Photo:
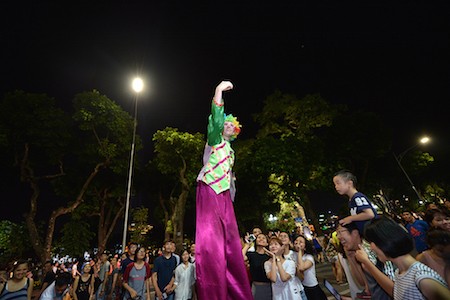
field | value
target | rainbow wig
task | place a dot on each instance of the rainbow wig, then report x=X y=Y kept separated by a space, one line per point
x=237 y=126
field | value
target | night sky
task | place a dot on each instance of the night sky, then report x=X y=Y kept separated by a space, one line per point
x=390 y=57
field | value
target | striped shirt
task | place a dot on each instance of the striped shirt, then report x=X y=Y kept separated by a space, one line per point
x=21 y=294
x=406 y=285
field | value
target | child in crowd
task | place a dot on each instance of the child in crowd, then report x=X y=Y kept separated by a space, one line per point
x=361 y=209
x=414 y=280
x=281 y=272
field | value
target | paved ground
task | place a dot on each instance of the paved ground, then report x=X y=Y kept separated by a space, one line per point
x=324 y=271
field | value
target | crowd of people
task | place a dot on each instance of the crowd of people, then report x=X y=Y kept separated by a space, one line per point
x=387 y=258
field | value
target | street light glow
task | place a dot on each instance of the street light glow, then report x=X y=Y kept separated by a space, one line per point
x=424 y=140
x=138 y=85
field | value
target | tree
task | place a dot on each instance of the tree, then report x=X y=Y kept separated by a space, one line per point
x=288 y=148
x=107 y=140
x=139 y=225
x=14 y=241
x=36 y=134
x=39 y=136
x=178 y=155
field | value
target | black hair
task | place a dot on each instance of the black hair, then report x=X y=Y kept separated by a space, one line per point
x=389 y=236
x=309 y=249
x=437 y=236
x=347 y=175
x=19 y=262
x=350 y=226
x=63 y=278
x=430 y=213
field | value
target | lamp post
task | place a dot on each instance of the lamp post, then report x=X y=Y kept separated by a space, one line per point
x=137 y=86
x=399 y=157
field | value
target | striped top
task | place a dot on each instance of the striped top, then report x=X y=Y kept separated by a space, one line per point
x=21 y=294
x=218 y=157
x=406 y=285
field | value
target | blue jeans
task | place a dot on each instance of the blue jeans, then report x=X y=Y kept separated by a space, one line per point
x=169 y=297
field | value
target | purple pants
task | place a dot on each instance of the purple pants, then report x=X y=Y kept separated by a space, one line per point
x=220 y=267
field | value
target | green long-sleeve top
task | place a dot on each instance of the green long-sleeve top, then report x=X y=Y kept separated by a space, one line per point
x=218 y=157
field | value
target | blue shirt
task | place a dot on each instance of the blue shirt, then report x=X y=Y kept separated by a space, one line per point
x=164 y=267
x=418 y=231
x=357 y=204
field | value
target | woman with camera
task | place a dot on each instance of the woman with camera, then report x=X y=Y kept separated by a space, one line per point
x=136 y=278
x=261 y=288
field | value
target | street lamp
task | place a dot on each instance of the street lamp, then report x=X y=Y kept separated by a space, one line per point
x=399 y=157
x=137 y=86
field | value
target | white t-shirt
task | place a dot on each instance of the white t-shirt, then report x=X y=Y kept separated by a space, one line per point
x=406 y=284
x=288 y=290
x=310 y=279
x=50 y=294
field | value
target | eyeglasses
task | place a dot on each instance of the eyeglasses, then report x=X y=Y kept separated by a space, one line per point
x=339 y=232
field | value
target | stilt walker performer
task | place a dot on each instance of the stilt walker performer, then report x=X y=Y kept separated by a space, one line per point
x=221 y=272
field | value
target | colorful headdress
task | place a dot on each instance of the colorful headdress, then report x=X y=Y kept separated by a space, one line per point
x=237 y=126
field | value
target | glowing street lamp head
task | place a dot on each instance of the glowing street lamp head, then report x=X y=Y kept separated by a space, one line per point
x=424 y=140
x=138 y=85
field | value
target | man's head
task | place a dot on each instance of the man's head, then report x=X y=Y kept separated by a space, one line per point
x=408 y=217
x=168 y=246
x=262 y=240
x=105 y=255
x=349 y=236
x=431 y=205
x=256 y=231
x=344 y=181
x=231 y=128
x=62 y=282
x=132 y=247
x=48 y=266
x=284 y=238
x=447 y=204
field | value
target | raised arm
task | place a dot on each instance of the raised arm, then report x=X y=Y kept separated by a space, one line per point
x=220 y=88
x=216 y=119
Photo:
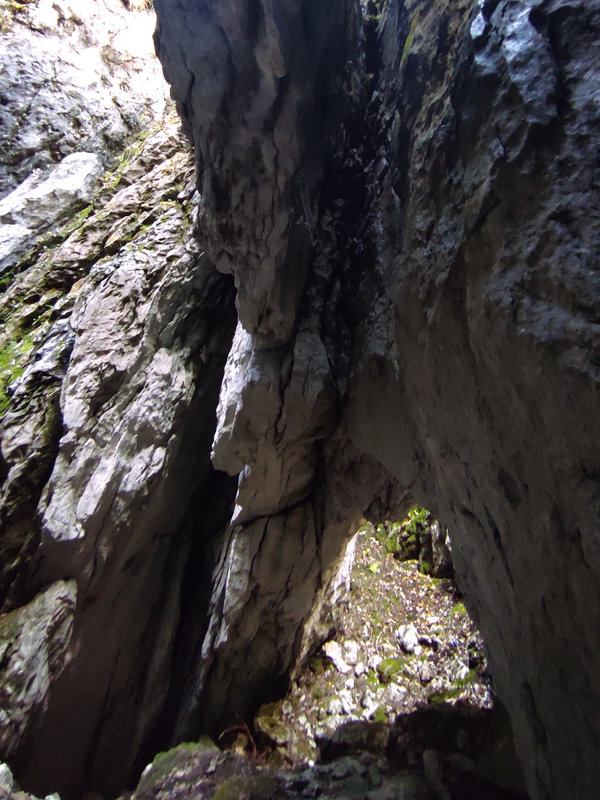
------------------------------
__Given instruction__
Pull out each line of the material that contains the string "lamp", treating uppercase and lowercase as different.

__Problem solution__
target | lamp post
task | place a dot on each instance of the lamp post, then report x=X y=Y kept separated by a space, one line per point
target | street lamp
task | place a dot on each instance of the street lamp, then report x=X y=Y kept separated by a space, one line per point
target | glowing street lamp head
task | place a dot on each instance of the glowing street lamp head, then report x=X y=Y kept separated by a space, one line per point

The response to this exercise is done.